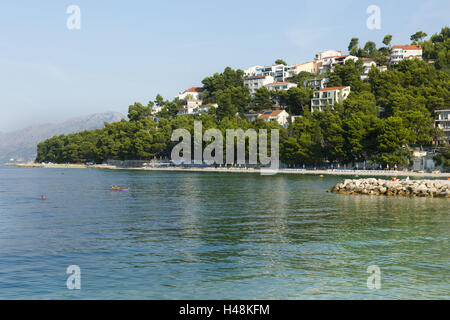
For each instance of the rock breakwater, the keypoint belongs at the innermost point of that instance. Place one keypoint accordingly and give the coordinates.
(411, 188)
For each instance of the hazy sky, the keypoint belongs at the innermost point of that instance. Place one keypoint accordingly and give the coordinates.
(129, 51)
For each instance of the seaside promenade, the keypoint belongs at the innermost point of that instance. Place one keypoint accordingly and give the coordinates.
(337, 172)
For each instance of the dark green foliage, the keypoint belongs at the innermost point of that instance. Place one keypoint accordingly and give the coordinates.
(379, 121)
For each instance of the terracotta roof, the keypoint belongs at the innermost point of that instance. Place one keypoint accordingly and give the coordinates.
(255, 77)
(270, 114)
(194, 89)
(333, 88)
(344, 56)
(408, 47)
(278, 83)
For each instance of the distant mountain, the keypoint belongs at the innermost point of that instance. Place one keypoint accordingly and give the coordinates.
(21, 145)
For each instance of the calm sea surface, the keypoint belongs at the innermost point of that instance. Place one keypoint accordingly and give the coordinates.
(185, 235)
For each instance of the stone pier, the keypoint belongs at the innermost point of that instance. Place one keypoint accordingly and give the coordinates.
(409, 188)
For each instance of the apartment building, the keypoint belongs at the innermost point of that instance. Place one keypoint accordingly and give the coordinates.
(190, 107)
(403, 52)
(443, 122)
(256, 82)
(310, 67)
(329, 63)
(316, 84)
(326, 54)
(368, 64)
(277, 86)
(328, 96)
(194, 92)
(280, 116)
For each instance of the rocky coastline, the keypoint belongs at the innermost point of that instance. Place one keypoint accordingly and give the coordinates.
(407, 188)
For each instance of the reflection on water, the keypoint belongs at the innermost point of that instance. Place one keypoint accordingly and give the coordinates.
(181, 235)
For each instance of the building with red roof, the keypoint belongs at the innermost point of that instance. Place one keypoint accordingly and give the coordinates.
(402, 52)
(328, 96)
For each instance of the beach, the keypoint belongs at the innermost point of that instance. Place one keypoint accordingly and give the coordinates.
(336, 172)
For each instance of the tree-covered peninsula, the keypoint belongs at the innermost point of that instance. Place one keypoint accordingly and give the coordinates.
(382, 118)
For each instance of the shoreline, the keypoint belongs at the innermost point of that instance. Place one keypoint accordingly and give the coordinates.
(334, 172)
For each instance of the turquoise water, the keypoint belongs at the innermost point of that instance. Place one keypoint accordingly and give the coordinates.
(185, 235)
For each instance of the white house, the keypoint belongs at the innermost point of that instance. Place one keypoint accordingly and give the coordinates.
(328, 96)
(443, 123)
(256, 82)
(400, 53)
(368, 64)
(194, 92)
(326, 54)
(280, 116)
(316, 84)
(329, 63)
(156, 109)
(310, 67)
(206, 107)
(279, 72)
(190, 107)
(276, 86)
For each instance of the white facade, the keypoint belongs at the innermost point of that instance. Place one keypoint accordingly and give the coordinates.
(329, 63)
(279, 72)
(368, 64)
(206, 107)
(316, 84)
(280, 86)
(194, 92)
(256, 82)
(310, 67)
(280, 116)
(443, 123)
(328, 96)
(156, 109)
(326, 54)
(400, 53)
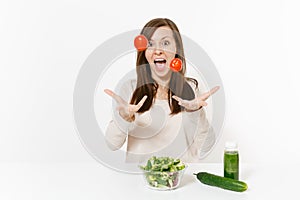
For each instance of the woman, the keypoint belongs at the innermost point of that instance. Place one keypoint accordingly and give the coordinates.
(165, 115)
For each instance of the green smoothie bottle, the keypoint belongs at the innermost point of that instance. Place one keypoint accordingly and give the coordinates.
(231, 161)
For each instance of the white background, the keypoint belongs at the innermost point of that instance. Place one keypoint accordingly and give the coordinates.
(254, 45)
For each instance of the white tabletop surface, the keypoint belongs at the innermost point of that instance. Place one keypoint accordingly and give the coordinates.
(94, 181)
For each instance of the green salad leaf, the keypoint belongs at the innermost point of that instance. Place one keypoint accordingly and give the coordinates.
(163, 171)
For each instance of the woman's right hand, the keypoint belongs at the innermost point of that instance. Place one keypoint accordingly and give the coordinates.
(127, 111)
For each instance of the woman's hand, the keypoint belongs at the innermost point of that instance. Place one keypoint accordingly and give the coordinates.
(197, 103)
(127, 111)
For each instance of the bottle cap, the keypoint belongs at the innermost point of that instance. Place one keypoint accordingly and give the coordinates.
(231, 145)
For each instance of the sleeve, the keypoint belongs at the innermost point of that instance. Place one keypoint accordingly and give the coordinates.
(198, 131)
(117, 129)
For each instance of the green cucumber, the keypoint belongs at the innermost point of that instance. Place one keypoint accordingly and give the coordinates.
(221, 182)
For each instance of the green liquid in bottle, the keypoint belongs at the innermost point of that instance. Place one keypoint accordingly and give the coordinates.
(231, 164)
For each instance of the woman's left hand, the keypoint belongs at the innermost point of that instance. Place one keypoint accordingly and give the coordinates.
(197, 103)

▶ **Required action**: Each entry above is to be restated exactly, without its images.

▶ **Output of the task**:
For each instance of the rock breakwater, the keypoint belongs at the innermost point of that instance. Place one keypoint accordingly and give the coordinates.
(411, 188)
For each instance of the hazy sky, the keypoint belongs at the innermost point of that instance. Place one keypoint accordingly and give the coordinates.
(129, 51)
For each instance of the seaside promenade, the keypoint belongs at the innermost point of that instance. Place one keypoint accordingly and give the coordinates.
(337, 172)
For each instance of the dark green foliage, the keypoint belongs at the innermost point of that instance. Place one keypoint accordingly and give the coordinates.
(379, 121)
For each instance of the terracotta roof, the keypoint belongs at the innermost point of that instance. Place one keypoint accordingly and give the coordinates.
(255, 77)
(270, 114)
(194, 89)
(333, 88)
(344, 56)
(408, 47)
(278, 83)
For each instance of the distant mountain, the keypoint belongs at the innermost point of that instance. Place one keypoint accordingly and give the coordinates.
(21, 145)
For each instance of the calm sea surface, the keypoint belongs at the innermost point of that instance. Place one keypoint accordingly and give the coordinates.
(185, 235)
For each instance of the stone pier, the keypoint belongs at the innermost point of that instance. Place one keypoint accordingly and give the coordinates.
(409, 188)
For each instance of the apartment building, the keypoint belongs at the innermost point of that instance. Place one keypoint accordingly and give the coordinates.
(190, 107)
(403, 52)
(443, 122)
(256, 82)
(310, 67)
(329, 63)
(316, 84)
(326, 54)
(368, 64)
(277, 86)
(328, 96)
(194, 92)
(280, 116)
For each instance of the rocky coastline, the keypoint belongs at the innermost point of that instance. Place one keypoint accordingly and give the coordinates.
(407, 188)
For each instance of the reflection on water, the keypoint belongs at the innermost point of that instance. Place one keypoint accordingly and give the coordinates.
(181, 235)
For each instance of the building with red roof, the keypoint belongs at the innermost point of that instance. Place one keypoint accordingly and give the coordinates.
(402, 52)
(328, 96)
For each instance of the beach, the keypoint belongs at the innermost point of that instance. Place one keypoint accordingly and give the coordinates.
(336, 172)
For each instance of the tree-covered peninsula, the keypoint belongs at the innermost point of that instance. Place one keypoint accordingly and give the coordinates.
(382, 118)
For each instance of the shoreline, the keypoint belongs at the innermost point of that instance. Place one keypoint accordingly and give the coordinates.
(334, 172)
For each instance of the turquoise water, the keypoint belongs at the innermost point of that instance. Place one keypoint accordingly and give the coordinates.
(185, 235)
For each instance of the white house, the keypoint belongs at the innermost point of that instance. Place one keypoint accordingly and give the coordinates.
(328, 96)
(443, 123)
(256, 82)
(400, 53)
(368, 64)
(194, 92)
(326, 54)
(280, 116)
(316, 84)
(329, 63)
(156, 109)
(310, 67)
(206, 107)
(279, 72)
(190, 107)
(276, 86)
For each instance of the white facade, the keypoint belongs at the innermost point of that instance. Place one keypoint accordingly and give the coordinates.
(329, 63)
(279, 72)
(368, 64)
(206, 107)
(316, 84)
(280, 86)
(194, 92)
(256, 82)
(310, 67)
(280, 116)
(443, 123)
(328, 96)
(156, 109)
(326, 54)
(400, 53)
For each instance of the woman, the keypoint belongs at the innermost point of that instance. Place one keypoint accordingly and give the coordinates.
(165, 115)
For each instance of the green smoothie bottle, the keypoint belongs at the innermost point of that instance. Place one keypoint accordingly and give the coordinates.
(231, 161)
For each instance of the white background, the keypoint belongs at the innermost point of that instance. Place one keypoint accordingly and give the coordinates.
(254, 45)
For each instance of the white tabletop surface, the keypoint belongs at the innermost point of that instance. Place one keypoint accordingly and give the coordinates.
(94, 181)
For each instance of the green salad leaf, the keypoint belongs at the innermost point of that instance. Place one keypoint accordingly and give the coordinates.
(163, 171)
For each instance of the woman's right hand, the keypoint belongs at the innermost point of that instance. Place one keypoint accordingly and give the coordinates.
(127, 111)
For each instance of the woman's hand, the keypoint belongs at the innermost point of that instance. Place one keypoint accordingly and give the coordinates.
(197, 103)
(127, 111)
For each instance of the bottle cap, the keypoint belongs at the innermost point of that instance. Place one keypoint accordingly and give the coordinates.
(231, 145)
For each instance of the sleeve, the keypoint belongs at the innermost point of that instance. Place one keypoint accordingly and give the coordinates.
(198, 131)
(117, 129)
For each instance of the green cucumber, the keypoint belongs at the innermost point of that instance. Place one keypoint accordingly and give the coordinates.
(221, 182)
For each instance of the green liquid in bottle, the keypoint belongs at the innermost point of that instance. Place one keypoint accordingly and give the coordinates.
(231, 164)
For each instance of the woman's left hand, the keypoint belongs at the innermost point of that instance. Place one keypoint accordingly and give the coordinates.
(197, 103)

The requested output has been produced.